Provided material |
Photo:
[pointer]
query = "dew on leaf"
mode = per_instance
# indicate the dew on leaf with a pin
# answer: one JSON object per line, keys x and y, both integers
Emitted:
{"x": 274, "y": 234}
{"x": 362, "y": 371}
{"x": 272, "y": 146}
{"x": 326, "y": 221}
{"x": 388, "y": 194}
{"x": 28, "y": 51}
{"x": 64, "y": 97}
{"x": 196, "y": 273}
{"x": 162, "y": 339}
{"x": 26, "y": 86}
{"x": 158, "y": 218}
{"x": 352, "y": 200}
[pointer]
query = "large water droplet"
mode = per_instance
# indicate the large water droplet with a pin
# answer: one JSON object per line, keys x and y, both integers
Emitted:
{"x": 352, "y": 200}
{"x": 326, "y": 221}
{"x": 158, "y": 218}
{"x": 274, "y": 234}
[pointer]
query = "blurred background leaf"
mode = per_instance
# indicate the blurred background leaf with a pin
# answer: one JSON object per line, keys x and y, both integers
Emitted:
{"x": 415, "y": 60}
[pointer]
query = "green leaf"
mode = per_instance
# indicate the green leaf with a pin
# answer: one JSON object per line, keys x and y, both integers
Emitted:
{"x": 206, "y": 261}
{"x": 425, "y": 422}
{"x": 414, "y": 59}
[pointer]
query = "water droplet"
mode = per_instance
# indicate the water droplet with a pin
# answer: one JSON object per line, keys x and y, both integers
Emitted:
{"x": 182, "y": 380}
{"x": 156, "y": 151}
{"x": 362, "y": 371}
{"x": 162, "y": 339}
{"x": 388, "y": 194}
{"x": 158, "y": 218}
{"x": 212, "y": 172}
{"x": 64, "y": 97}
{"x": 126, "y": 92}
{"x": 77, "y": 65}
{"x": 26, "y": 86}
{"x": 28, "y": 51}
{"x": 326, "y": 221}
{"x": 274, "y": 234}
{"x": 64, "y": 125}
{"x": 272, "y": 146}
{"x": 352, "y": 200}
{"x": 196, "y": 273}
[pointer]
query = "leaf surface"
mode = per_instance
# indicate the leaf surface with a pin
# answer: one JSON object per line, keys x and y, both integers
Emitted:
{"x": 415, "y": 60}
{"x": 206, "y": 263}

Exercise instructions |
Reproduce the listing above, replacing every "with a pin" with "with a marker" and leaving everything else untouched.

Solution below |
Photo:
[pointer]
query = "dew on leaf"
mode = per_instance
# indicate the dew on leaf with a marker
# answer: one JSON object per line, keys x and y, both integers
Emitted:
{"x": 274, "y": 234}
{"x": 362, "y": 371}
{"x": 272, "y": 146}
{"x": 326, "y": 221}
{"x": 388, "y": 194}
{"x": 28, "y": 51}
{"x": 64, "y": 97}
{"x": 196, "y": 273}
{"x": 162, "y": 339}
{"x": 26, "y": 86}
{"x": 158, "y": 218}
{"x": 352, "y": 200}
[pointer]
query = "large water droplet"
mode = per_instance
# indicate the large water droplet with a marker
# answer: one JSON object per line, keys x and y, both integers
Emitted:
{"x": 352, "y": 200}
{"x": 326, "y": 221}
{"x": 158, "y": 218}
{"x": 274, "y": 234}
[pointer]
query = "blurred background leaf"
mode = per_instance
# indicate the blurred background leaf with a marker
# answer: one JSON object per line, keys x and y, both integers
Emitted:
{"x": 415, "y": 60}
[pointer]
query = "green leaf"
mode = per_instance
# indicate the green leaf with a marker
# answer: one JSON object per line, keys x and y, both integers
Emitted:
{"x": 206, "y": 261}
{"x": 425, "y": 422}
{"x": 414, "y": 59}
[pointer]
query = "water droplet"
mode = per_instance
# indicate the water droplet with a marker
# answer: one JSON object per line, keys x and y, both integers
Emitted:
{"x": 182, "y": 380}
{"x": 156, "y": 151}
{"x": 362, "y": 371}
{"x": 162, "y": 339}
{"x": 388, "y": 194}
{"x": 158, "y": 218}
{"x": 212, "y": 172}
{"x": 64, "y": 97}
{"x": 126, "y": 92}
{"x": 77, "y": 65}
{"x": 26, "y": 86}
{"x": 28, "y": 51}
{"x": 326, "y": 221}
{"x": 274, "y": 234}
{"x": 64, "y": 125}
{"x": 272, "y": 146}
{"x": 352, "y": 200}
{"x": 196, "y": 273}
[pointer]
query = "leaf surface"
mode = per_instance
# indicate the leaf surface with a marker
# answer: one JSON object per line, keys x and y, both integers
Emitted:
{"x": 415, "y": 60}
{"x": 206, "y": 263}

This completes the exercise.